▶ _Data for this task_
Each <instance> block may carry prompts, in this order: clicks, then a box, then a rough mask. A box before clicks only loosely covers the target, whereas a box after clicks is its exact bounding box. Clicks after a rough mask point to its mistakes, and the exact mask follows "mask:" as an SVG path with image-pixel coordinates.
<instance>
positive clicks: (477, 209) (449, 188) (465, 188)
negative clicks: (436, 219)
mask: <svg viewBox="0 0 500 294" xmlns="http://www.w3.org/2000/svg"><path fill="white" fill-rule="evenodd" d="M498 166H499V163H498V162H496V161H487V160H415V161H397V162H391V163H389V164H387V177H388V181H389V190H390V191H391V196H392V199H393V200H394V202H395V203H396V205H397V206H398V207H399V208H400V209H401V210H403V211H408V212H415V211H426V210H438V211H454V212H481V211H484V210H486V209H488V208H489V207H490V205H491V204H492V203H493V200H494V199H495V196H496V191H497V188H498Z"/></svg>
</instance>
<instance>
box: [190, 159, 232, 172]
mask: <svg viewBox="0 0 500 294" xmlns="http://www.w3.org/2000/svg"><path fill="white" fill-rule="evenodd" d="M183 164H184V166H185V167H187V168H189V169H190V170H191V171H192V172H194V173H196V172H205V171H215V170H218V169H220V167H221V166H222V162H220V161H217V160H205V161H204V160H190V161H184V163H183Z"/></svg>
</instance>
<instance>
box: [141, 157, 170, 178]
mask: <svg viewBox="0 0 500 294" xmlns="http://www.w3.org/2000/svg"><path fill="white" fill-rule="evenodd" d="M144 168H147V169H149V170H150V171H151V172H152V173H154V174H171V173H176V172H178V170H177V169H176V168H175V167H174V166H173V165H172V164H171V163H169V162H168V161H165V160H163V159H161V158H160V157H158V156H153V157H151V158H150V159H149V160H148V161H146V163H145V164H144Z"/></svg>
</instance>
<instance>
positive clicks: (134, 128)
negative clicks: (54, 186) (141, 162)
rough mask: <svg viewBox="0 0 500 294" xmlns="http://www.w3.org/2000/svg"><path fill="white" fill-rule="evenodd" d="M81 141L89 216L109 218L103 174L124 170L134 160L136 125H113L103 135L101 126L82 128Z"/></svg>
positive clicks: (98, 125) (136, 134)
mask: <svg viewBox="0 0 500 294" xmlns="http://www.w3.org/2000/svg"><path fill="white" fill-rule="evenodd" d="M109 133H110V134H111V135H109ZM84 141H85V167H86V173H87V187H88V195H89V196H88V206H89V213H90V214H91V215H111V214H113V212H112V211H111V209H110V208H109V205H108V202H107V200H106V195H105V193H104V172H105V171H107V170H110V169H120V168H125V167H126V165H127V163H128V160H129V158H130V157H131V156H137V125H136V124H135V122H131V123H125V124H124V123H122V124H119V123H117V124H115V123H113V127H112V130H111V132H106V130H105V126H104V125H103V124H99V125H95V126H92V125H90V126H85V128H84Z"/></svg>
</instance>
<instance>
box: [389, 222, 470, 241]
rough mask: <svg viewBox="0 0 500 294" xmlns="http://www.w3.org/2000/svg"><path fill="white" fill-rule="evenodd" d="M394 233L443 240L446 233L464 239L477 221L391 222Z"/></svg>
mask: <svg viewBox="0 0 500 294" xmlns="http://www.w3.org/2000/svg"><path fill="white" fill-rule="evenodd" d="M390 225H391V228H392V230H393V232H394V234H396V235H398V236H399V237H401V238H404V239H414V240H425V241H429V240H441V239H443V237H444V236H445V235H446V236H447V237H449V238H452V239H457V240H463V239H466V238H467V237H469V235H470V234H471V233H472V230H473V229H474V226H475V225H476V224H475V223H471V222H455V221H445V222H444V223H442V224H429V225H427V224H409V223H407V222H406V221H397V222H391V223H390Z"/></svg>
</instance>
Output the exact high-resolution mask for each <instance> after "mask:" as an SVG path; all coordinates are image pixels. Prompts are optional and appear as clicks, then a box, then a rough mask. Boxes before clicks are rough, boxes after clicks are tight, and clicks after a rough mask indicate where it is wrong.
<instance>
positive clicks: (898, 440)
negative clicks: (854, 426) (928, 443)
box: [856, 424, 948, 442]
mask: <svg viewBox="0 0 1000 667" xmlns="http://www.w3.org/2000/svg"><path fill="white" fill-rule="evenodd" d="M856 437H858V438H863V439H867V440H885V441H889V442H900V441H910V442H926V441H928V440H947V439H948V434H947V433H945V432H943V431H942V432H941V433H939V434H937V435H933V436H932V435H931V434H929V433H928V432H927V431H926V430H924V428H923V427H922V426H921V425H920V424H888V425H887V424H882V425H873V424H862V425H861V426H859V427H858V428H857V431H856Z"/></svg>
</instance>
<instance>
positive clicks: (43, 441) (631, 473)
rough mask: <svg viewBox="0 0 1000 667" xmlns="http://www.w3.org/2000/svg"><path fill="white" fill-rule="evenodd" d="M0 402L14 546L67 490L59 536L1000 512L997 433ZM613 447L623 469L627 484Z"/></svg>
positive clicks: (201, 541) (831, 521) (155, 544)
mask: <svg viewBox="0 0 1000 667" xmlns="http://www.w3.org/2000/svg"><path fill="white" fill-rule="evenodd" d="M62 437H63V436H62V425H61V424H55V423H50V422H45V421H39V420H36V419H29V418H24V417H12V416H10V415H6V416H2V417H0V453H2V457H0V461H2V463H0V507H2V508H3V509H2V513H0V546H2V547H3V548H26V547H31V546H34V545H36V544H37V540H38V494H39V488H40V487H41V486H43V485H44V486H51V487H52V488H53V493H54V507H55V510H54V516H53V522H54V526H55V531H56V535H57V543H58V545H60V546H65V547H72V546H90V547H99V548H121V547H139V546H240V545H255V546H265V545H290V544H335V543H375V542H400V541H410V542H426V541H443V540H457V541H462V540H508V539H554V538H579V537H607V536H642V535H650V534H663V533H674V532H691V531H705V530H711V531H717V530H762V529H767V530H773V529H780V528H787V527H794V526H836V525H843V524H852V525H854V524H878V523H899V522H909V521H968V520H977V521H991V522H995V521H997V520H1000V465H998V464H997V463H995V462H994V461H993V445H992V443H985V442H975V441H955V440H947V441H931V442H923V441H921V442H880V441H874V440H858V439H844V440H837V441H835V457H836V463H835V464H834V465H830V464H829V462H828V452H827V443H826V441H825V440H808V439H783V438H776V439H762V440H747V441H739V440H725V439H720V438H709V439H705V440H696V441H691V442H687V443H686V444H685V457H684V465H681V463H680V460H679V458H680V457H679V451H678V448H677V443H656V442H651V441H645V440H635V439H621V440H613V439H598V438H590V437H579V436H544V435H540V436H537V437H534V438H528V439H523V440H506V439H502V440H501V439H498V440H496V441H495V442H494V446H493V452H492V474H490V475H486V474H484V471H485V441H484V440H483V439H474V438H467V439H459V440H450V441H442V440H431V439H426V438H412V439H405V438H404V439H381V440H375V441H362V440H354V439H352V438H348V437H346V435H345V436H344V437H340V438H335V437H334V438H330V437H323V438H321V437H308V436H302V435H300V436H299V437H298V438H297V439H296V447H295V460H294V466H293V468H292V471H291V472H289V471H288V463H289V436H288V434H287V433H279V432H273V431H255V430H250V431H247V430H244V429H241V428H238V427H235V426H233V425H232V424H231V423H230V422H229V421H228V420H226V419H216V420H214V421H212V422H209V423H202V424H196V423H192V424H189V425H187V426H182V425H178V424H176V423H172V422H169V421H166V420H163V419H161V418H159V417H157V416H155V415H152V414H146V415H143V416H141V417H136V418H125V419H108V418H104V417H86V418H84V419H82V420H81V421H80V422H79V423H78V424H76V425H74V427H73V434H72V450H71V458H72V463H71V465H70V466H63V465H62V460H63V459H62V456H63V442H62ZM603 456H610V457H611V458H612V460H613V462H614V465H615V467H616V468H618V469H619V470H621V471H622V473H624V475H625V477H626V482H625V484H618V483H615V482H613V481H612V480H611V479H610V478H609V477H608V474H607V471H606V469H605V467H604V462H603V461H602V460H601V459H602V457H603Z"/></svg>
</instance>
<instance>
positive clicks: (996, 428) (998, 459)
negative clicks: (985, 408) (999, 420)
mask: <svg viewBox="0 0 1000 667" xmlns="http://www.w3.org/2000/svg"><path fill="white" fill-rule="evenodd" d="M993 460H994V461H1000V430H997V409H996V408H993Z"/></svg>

▶ _About this exercise_
All that is needed is a number: how many lines in the data above contain the string "image".

▶ _Response area_
2